▶ **Page**
---

Avec des amis comme ça, on n’a pas besoin d’ennemis. Le DJ Goldie, connu pour son étincelante denture en or massif, semble être moins brillant lorsqu’il s’agit de garder un secret. En juin dernier, invité d’un podcast, il commettait une gaffe 24 carats, en révélant l’identité du plus mystérieux artiste de ces dernières années : le street-artist Banksy. Sous ce pseudonyme se cacherait Robert Del Naja, membre du groupe Massive Attack - un compagnon de graff de Goldie depuis leurs jeunes années, où ils couvraient de leur empreinte les murs de Bristol au Royaume-Uni… Del Naja n’a ni confirmé ni vraiment infirmé, lançant lors d’un concert : « Nous sommes tous Banksy ». Habile : l’affaire Goldie a immédiatement relancé les plus folles spéculations… Et fait davantage monter la cote de l’artiste.
« Le désir de n'exister que par son oeuvre »
L’anonymat fait-il vendre ? Cet été, dans les trains, sur les plages, sur les terrasses écrasées de soleil, l’écrivain le plus lu était un auteur sans visage : Elena Ferrante, dont la saga napolitaine « L’Amie prodigieuse » tient en haleine des centaines de milliers de lecteurs. Jamais de photo, des entretiens par mail… Son éditeur français lui-même, Vincent Raynaud, n’a jamais communiqué directement avec elle, expliquait-il dans un article du Nouvel Observateur. Là encore, l’identité de Ferrante a été éventée par un journaliste italien : il s’agirait d’Anita Raja, une traductrice de 63 ans.

---

▶ **Liste des données**
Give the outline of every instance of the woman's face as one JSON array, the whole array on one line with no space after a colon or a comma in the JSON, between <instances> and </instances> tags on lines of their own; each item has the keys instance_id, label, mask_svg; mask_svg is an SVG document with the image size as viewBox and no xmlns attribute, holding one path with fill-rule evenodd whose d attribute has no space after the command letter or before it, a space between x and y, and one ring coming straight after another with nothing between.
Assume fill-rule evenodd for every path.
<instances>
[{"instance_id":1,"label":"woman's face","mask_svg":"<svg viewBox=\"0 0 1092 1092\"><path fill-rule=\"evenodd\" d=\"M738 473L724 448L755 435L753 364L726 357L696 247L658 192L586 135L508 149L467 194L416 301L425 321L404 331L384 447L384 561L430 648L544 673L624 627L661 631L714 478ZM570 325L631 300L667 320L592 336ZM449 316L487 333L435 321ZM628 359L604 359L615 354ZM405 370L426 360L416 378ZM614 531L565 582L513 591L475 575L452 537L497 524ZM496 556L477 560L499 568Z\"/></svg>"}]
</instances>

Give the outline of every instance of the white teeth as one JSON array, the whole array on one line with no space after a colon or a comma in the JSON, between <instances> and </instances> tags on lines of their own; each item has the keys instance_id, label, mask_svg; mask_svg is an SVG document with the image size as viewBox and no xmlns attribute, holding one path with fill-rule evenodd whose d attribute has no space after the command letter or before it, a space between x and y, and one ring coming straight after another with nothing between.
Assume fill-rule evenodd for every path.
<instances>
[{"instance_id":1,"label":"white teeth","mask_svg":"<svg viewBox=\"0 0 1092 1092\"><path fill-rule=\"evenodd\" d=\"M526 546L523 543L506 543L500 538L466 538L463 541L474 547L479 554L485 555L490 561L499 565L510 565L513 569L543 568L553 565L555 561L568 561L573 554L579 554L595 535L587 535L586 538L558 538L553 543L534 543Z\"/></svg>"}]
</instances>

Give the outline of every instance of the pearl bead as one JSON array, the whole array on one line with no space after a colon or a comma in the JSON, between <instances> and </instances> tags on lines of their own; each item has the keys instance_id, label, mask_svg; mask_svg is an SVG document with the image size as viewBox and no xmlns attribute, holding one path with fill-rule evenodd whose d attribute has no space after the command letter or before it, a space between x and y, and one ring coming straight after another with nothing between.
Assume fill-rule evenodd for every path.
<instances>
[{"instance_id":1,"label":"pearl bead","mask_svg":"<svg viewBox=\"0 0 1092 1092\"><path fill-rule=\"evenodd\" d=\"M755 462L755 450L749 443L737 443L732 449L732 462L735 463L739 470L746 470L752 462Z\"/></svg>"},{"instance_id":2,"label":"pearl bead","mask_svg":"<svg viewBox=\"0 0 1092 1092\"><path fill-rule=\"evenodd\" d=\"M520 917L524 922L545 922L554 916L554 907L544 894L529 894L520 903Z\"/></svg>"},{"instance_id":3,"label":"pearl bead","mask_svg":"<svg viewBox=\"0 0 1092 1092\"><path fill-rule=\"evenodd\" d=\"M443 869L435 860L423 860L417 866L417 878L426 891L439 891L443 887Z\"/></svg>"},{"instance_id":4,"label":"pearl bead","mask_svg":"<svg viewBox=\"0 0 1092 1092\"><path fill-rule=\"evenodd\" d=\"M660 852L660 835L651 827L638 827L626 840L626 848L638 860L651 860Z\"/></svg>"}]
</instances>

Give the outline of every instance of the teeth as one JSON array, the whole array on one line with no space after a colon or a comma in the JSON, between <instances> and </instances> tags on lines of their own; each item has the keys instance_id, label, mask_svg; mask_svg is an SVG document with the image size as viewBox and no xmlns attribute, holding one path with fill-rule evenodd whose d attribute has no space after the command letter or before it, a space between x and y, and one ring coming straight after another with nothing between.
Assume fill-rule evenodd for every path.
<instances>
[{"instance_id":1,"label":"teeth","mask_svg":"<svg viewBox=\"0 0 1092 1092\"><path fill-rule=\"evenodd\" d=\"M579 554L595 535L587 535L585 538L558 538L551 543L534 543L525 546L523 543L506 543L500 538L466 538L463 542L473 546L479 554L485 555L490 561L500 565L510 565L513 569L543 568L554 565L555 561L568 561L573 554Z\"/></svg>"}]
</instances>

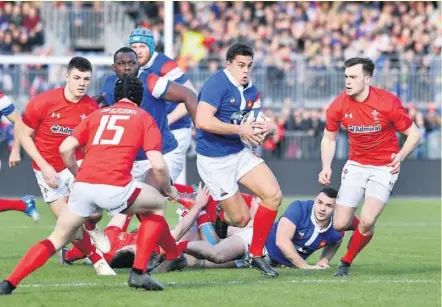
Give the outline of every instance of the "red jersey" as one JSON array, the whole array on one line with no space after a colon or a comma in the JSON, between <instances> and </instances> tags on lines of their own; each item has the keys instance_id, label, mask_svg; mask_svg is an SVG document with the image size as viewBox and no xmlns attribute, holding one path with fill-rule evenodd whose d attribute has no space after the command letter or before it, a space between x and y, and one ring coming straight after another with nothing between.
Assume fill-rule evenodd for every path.
<instances>
[{"instance_id":1,"label":"red jersey","mask_svg":"<svg viewBox=\"0 0 442 307\"><path fill-rule=\"evenodd\" d=\"M128 101L92 113L72 133L85 157L76 181L126 186L140 148L161 152L161 133L154 119Z\"/></svg>"},{"instance_id":2,"label":"red jersey","mask_svg":"<svg viewBox=\"0 0 442 307\"><path fill-rule=\"evenodd\" d=\"M348 131L349 160L385 166L391 162L391 154L399 152L396 130L407 130L413 121L396 96L370 87L363 102L343 92L331 103L327 109L326 129L338 131L340 124Z\"/></svg>"},{"instance_id":3,"label":"red jersey","mask_svg":"<svg viewBox=\"0 0 442 307\"><path fill-rule=\"evenodd\" d=\"M23 122L35 130L35 146L56 172L66 168L58 150L61 143L96 109L96 101L87 95L78 102L67 100L63 87L43 92L26 105ZM83 152L78 150L75 156L81 160ZM39 170L35 162L32 167Z\"/></svg>"},{"instance_id":4,"label":"red jersey","mask_svg":"<svg viewBox=\"0 0 442 307\"><path fill-rule=\"evenodd\" d=\"M107 262L111 262L112 258L115 256L115 253L120 249L137 244L137 234L136 233L127 233L121 231L120 227L117 226L109 226L104 229L104 233L109 239L111 244L111 250L109 253L104 254L104 259Z\"/></svg>"}]
</instances>

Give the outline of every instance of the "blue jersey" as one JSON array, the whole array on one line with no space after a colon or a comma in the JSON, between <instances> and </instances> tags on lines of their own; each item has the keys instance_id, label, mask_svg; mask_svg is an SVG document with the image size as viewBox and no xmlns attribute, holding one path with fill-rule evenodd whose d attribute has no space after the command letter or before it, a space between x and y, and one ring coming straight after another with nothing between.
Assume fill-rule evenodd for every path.
<instances>
[{"instance_id":1,"label":"blue jersey","mask_svg":"<svg viewBox=\"0 0 442 307\"><path fill-rule=\"evenodd\" d=\"M11 99L8 96L0 92L0 118L4 116L10 115L14 112L15 107L12 104Z\"/></svg>"},{"instance_id":2,"label":"blue jersey","mask_svg":"<svg viewBox=\"0 0 442 307\"><path fill-rule=\"evenodd\" d=\"M292 238L292 242L299 255L304 259L324 246L338 243L344 236L344 232L336 231L333 228L332 221L330 221L330 225L326 229L319 229L314 219L313 204L313 200L294 201L281 216L289 219L296 225L295 236ZM265 247L270 259L285 266L293 266L293 263L288 261L276 246L276 229L278 224L279 220L273 224Z\"/></svg>"},{"instance_id":3,"label":"blue jersey","mask_svg":"<svg viewBox=\"0 0 442 307\"><path fill-rule=\"evenodd\" d=\"M170 82L165 78L158 77L148 70L143 71L138 77L144 85L143 102L141 104L141 108L147 111L154 118L158 129L161 131L163 147L162 153L166 154L171 152L178 147L178 143L169 129L169 125L167 123L166 104L163 100L163 96L167 92ZM101 93L106 93L103 103L107 106L115 103L114 90L116 80L116 74L109 76L101 90ZM140 149L136 159L147 159L146 154L142 149Z\"/></svg>"},{"instance_id":4,"label":"blue jersey","mask_svg":"<svg viewBox=\"0 0 442 307\"><path fill-rule=\"evenodd\" d=\"M149 59L149 62L140 68L140 72L144 70L149 70L160 77L164 77L167 80L174 81L179 84L184 84L189 80L181 68L178 67L176 62L163 53L154 52L152 57ZM176 102L167 101L167 114L172 113L177 106L178 104ZM192 120L189 115L186 115L171 124L169 127L170 130L176 130L181 128L190 128L191 125Z\"/></svg>"},{"instance_id":5,"label":"blue jersey","mask_svg":"<svg viewBox=\"0 0 442 307\"><path fill-rule=\"evenodd\" d=\"M219 71L207 80L198 95L198 102L214 106L215 117L225 123L239 124L242 117L253 110L255 118L261 107L260 94L250 82L240 85L227 70ZM196 152L208 157L223 157L244 148L238 135L214 134L196 129Z\"/></svg>"}]
</instances>

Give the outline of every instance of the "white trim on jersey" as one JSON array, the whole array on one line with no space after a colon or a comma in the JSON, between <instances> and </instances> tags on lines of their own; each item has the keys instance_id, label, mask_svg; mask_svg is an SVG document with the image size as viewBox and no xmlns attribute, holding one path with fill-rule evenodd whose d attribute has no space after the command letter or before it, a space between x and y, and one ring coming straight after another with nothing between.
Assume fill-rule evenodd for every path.
<instances>
[{"instance_id":1,"label":"white trim on jersey","mask_svg":"<svg viewBox=\"0 0 442 307\"><path fill-rule=\"evenodd\" d=\"M166 92L169 80L163 77L159 77L155 86L153 87L152 96L155 98L161 98L161 96Z\"/></svg>"}]
</instances>

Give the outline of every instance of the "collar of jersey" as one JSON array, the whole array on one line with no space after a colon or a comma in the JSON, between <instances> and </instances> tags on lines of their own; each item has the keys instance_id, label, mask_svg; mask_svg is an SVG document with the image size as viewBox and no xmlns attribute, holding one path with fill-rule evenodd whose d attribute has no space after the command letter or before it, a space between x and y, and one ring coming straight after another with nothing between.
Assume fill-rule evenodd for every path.
<instances>
[{"instance_id":1,"label":"collar of jersey","mask_svg":"<svg viewBox=\"0 0 442 307\"><path fill-rule=\"evenodd\" d=\"M326 228L322 228L321 229L321 227L316 223L316 220L315 220L315 208L314 208L314 205L313 205L313 208L312 208L312 214L310 215L310 219L312 220L313 225L315 225L315 230L317 232L319 232L319 233L326 232L327 230L330 229L331 225L333 224L333 216L332 216L330 218L330 223L328 224L328 226Z\"/></svg>"},{"instance_id":2,"label":"collar of jersey","mask_svg":"<svg viewBox=\"0 0 442 307\"><path fill-rule=\"evenodd\" d=\"M235 78L233 78L233 76L230 74L230 72L229 72L227 69L224 69L223 72L226 74L227 79L229 79L229 81L230 81L230 82L231 82L231 83L232 83L237 89L240 89L240 90L245 91L246 89L252 87L252 80L249 80L249 84L247 85L246 88L244 88L243 85L239 84L239 82L236 81Z\"/></svg>"},{"instance_id":3,"label":"collar of jersey","mask_svg":"<svg viewBox=\"0 0 442 307\"><path fill-rule=\"evenodd\" d=\"M155 59L157 58L157 56L158 56L158 52L155 51L155 52L152 54L152 56L150 57L149 61L146 63L146 65L140 67L140 70L139 70L139 72L138 72L138 75L140 75L144 70L150 68L150 67L153 65L153 62L155 61Z\"/></svg>"}]
</instances>

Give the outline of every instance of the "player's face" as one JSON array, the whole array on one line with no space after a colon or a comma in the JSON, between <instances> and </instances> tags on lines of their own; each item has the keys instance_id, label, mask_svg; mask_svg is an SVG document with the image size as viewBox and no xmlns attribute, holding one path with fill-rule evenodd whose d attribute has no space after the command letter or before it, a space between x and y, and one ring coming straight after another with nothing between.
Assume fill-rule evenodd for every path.
<instances>
[{"instance_id":1,"label":"player's face","mask_svg":"<svg viewBox=\"0 0 442 307\"><path fill-rule=\"evenodd\" d=\"M120 52L117 54L112 68L119 79L125 76L137 76L139 68L137 57L133 52Z\"/></svg>"},{"instance_id":2,"label":"player's face","mask_svg":"<svg viewBox=\"0 0 442 307\"><path fill-rule=\"evenodd\" d=\"M66 75L66 87L74 97L82 97L89 88L91 78L92 72L73 68Z\"/></svg>"},{"instance_id":3,"label":"player's face","mask_svg":"<svg viewBox=\"0 0 442 307\"><path fill-rule=\"evenodd\" d=\"M336 199L330 198L324 193L319 193L315 198L315 217L317 221L326 221L331 218Z\"/></svg>"},{"instance_id":4,"label":"player's face","mask_svg":"<svg viewBox=\"0 0 442 307\"><path fill-rule=\"evenodd\" d=\"M347 67L344 71L345 91L349 96L361 94L370 85L370 76L364 74L362 64Z\"/></svg>"},{"instance_id":5,"label":"player's face","mask_svg":"<svg viewBox=\"0 0 442 307\"><path fill-rule=\"evenodd\" d=\"M232 62L226 62L227 70L241 85L249 83L250 73L253 66L251 56L237 55Z\"/></svg>"},{"instance_id":6,"label":"player's face","mask_svg":"<svg viewBox=\"0 0 442 307\"><path fill-rule=\"evenodd\" d=\"M149 62L150 50L146 44L134 43L130 45L130 48L137 53L138 63L140 66L144 66L147 64L147 62Z\"/></svg>"}]
</instances>

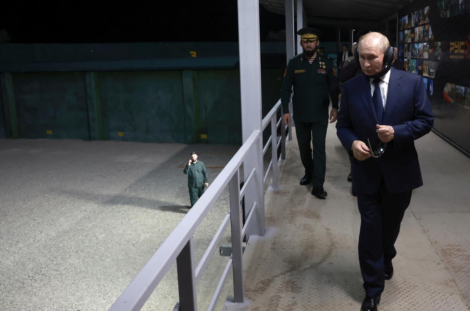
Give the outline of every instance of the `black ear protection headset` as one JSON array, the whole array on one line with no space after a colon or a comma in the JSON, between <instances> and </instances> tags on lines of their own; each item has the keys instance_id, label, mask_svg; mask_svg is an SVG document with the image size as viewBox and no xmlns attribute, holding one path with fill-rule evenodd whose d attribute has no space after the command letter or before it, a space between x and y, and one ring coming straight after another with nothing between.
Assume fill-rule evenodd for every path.
<instances>
[{"instance_id":1,"label":"black ear protection headset","mask_svg":"<svg viewBox=\"0 0 470 311\"><path fill-rule=\"evenodd\" d=\"M393 62L394 54L393 47L389 46L387 47L387 49L385 51L385 53L384 54L384 68L381 71L380 71L380 72L378 73L376 75L374 75L374 76L367 76L373 79L380 78L382 76L384 76L384 75L385 75L386 73L388 72L388 71L390 70L390 68L392 68L392 63ZM354 52L354 58L356 60L356 65L358 67L360 68L360 63L359 62L359 46L358 46L358 48L357 48L355 52Z\"/></svg>"}]
</instances>

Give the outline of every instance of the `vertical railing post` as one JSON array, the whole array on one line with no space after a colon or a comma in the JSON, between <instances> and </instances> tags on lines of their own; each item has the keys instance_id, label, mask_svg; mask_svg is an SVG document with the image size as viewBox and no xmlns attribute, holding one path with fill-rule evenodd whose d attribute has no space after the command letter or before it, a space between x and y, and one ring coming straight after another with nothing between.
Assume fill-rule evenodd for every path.
<instances>
[{"instance_id":1,"label":"vertical railing post","mask_svg":"<svg viewBox=\"0 0 470 311\"><path fill-rule=\"evenodd\" d=\"M176 258L180 311L197 311L194 250L191 237Z\"/></svg>"},{"instance_id":2,"label":"vertical railing post","mask_svg":"<svg viewBox=\"0 0 470 311\"><path fill-rule=\"evenodd\" d=\"M252 182L253 181L251 182ZM232 259L234 272L235 302L243 303L243 245L242 244L242 209L240 199L240 170L228 184L230 196L230 225L232 228Z\"/></svg>"},{"instance_id":3,"label":"vertical railing post","mask_svg":"<svg viewBox=\"0 0 470 311\"><path fill-rule=\"evenodd\" d=\"M277 189L277 114L271 117L271 150L273 161L273 188Z\"/></svg>"},{"instance_id":4,"label":"vertical railing post","mask_svg":"<svg viewBox=\"0 0 470 311\"><path fill-rule=\"evenodd\" d=\"M281 115L283 114L282 106L281 106ZM281 117L282 118L282 117ZM281 121L281 159L286 159L286 125L284 121Z\"/></svg>"}]
</instances>

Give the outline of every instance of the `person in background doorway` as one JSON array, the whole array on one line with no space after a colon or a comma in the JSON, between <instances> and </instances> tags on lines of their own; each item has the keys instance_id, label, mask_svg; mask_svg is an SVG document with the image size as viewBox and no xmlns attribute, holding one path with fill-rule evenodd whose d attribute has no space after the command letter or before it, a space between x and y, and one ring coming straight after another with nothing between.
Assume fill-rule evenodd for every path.
<instances>
[{"instance_id":1,"label":"person in background doorway","mask_svg":"<svg viewBox=\"0 0 470 311\"><path fill-rule=\"evenodd\" d=\"M192 207L203 195L205 187L209 187L209 174L204 163L197 160L197 153L194 152L191 153L191 159L183 173L188 175L189 201Z\"/></svg>"},{"instance_id":2,"label":"person in background doorway","mask_svg":"<svg viewBox=\"0 0 470 311\"><path fill-rule=\"evenodd\" d=\"M352 53L350 51L348 51L349 46L345 43L343 45L343 51L338 53L338 57L336 59L336 65L338 66L338 71L343 68L343 64L346 60L348 59L350 56L352 56Z\"/></svg>"}]
</instances>

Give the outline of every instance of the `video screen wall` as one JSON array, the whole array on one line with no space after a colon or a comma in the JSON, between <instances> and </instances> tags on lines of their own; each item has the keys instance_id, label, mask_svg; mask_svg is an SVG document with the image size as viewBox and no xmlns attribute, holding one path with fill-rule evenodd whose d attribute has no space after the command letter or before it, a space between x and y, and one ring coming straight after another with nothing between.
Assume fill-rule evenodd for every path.
<instances>
[{"instance_id":1,"label":"video screen wall","mask_svg":"<svg viewBox=\"0 0 470 311\"><path fill-rule=\"evenodd\" d=\"M423 76L435 129L470 152L470 0L417 0L399 17L399 60Z\"/></svg>"}]
</instances>

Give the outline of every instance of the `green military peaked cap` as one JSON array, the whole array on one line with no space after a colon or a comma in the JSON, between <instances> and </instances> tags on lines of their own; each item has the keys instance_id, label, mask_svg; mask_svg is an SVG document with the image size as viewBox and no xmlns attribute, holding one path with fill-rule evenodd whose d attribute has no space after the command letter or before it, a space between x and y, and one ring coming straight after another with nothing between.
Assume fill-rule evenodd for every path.
<instances>
[{"instance_id":1,"label":"green military peaked cap","mask_svg":"<svg viewBox=\"0 0 470 311\"><path fill-rule=\"evenodd\" d=\"M322 34L321 31L313 27L305 27L297 31L297 34L300 36L302 41L316 41L319 36Z\"/></svg>"}]
</instances>

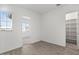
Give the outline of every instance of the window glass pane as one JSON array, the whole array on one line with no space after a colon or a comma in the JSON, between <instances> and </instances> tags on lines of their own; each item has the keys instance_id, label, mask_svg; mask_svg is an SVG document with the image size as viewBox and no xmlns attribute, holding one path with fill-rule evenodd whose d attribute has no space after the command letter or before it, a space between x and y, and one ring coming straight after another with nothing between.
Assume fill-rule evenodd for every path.
<instances>
[{"instance_id":1,"label":"window glass pane","mask_svg":"<svg viewBox=\"0 0 79 59\"><path fill-rule=\"evenodd\" d=\"M6 28L6 22L1 22L1 27L0 28Z\"/></svg>"},{"instance_id":2,"label":"window glass pane","mask_svg":"<svg viewBox=\"0 0 79 59\"><path fill-rule=\"evenodd\" d=\"M22 23L22 32L25 32L26 31L26 24L25 23Z\"/></svg>"},{"instance_id":3,"label":"window glass pane","mask_svg":"<svg viewBox=\"0 0 79 59\"><path fill-rule=\"evenodd\" d=\"M6 28L12 28L12 22L7 22Z\"/></svg>"},{"instance_id":4,"label":"window glass pane","mask_svg":"<svg viewBox=\"0 0 79 59\"><path fill-rule=\"evenodd\" d=\"M0 28L12 29L12 14L6 11L0 11Z\"/></svg>"}]
</instances>

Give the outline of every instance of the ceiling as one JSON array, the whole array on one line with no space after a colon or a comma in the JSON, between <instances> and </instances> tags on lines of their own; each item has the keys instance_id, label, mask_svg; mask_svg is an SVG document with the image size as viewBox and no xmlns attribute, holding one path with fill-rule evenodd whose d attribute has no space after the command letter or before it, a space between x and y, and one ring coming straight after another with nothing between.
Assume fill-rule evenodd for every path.
<instances>
[{"instance_id":1,"label":"ceiling","mask_svg":"<svg viewBox=\"0 0 79 59\"><path fill-rule=\"evenodd\" d=\"M42 13L51 11L51 10L56 9L56 8L63 6L63 5L56 6L56 4L20 4L18 6L24 7L29 10L32 10L32 11L42 14Z\"/></svg>"}]
</instances>

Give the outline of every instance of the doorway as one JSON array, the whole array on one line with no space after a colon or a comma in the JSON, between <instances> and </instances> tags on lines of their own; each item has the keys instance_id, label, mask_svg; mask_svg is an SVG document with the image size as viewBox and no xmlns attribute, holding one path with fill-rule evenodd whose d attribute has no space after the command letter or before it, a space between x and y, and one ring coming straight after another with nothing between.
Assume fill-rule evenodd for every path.
<instances>
[{"instance_id":1,"label":"doorway","mask_svg":"<svg viewBox=\"0 0 79 59\"><path fill-rule=\"evenodd\" d=\"M77 16L77 12L66 14L66 46L73 49L77 47Z\"/></svg>"}]
</instances>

---

▶ **Consigne**
Écrivez la suite de l'article sur l'anonymat des artistes, à partir de sa dernière phrase. Les enregistrements n'ont aucun lien avec l'article sur l'anonymat des artistes.

▶ **Voici la réponse**
« La volonté d’anonymat, voilà qui n’est pas incroyablement nouveau. Mais ce qui est certain, c’est que l’exercice est extrêmement sportif aujourd’hui », lâche Fabien Le Roux, planneur stratégique chez BETC. En son temps, Romain Gary pouvait tromper son monde en remportant le Goncourt pour son double Émile Ajar, auteur de quatre romans dont La vie devant soi. La supercherie ne sera découverte qu’après la mort de Gary. Difficilement concevable aujourd’hui.
« Ce choix philosophique, qui correspond au désir de n’exister que par son œuvre, doublé d’un choix contre culturel, n’est quasi plus tenable à l’ère de la data, des réseaux sociaux », estime Julie Espalioux, associée fondatrice en charge des RP et du social media chez Babel. Ce « défi au monde contemporain », comme le résume Fabien Le Roux, se heurte « aux hordes d’enquêteurs qu’a créées Internet ». D’autant qu’à l’ère de la surexposition, se cacher exacerbe les curiosités…
« Il y a trente ou vingt ans, on avait peu accès aux stars, rappelle Fabien Le Roux. Aujourd’hui, on ne compte plus les milliards de paparazzi amateurs qui ont croisé Lindsay Lohan dans la rue, on peut regarder des photos intimes de vedettes piratées sur leurs « clouds »… Il y a peu, la chanteuse Taylor Swift invitait carrément ses fans chez elle et publiait ensuite les photos sur Instagram ! ».
Dès lors, le marketing de l’anonymat peut-il vraiment exister ? Le concept n'est rien de moins que chimérique selon Matthieu Elkaim, directeur de la création de BBDO Paris : « Même lorsque je vais chez un créateur « no logo » comme Martin Margiela, je me situe dans une posture de sobriété et d’effacement, mais on sait que je porte du Margiela… ». Dans le genre ultradiscret, Fabien Le Roux cite la marque Vêtements, « un nom génial car tellement générique qu’il est difficile à trouver sur Google, alors que la plupart des marques désirent apparaître en premier dans les référencements organiques… ».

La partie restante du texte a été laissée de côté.